■ **Objective**: Render the data below as a two-column CSV with the columns "query" and "response", one row per entry, putting each entry's text and its answer in one quoted field each with line breaks replaced by spaces. Cover every entry and leave the pictures out.

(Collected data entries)
__________________________________________________

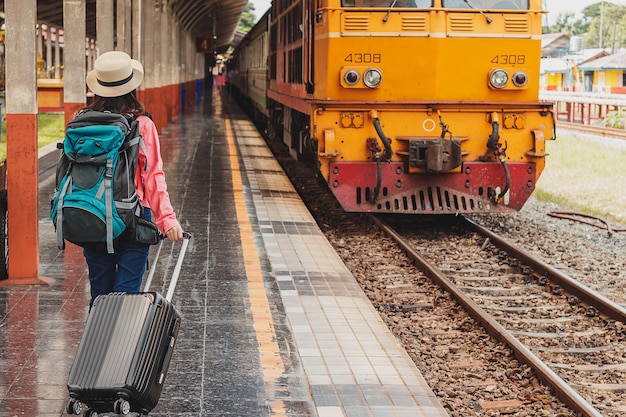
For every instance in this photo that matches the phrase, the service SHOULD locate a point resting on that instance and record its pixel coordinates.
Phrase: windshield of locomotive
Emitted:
(486, 4)
(450, 4)
(387, 3)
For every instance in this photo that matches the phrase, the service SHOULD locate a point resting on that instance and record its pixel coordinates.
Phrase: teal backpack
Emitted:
(95, 201)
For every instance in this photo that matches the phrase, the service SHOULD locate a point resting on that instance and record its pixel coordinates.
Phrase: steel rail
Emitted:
(566, 393)
(588, 296)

__________________________________________________

■ **Written solution**:
query,response
"For every instance in this photo that matches the phrase, the service SHOULD locate a point resting on that instance and record its pixel coordinates. Phrase: windshield of locomotive Emitted:","(486, 4) (450, 4) (387, 3)"
"For every instance in this photo that matches the phrase, the service SHOULD locate a point resting on that instance and record its pixel coordinates. Phrase: teal backpack Emitted:","(95, 201)"
"For every instance in this photo that matches the phrase, the service SHOULD locate a point resting on that instance and record its pixel coordinates. Phrase: steel rail Emitted:","(566, 393) (588, 296)"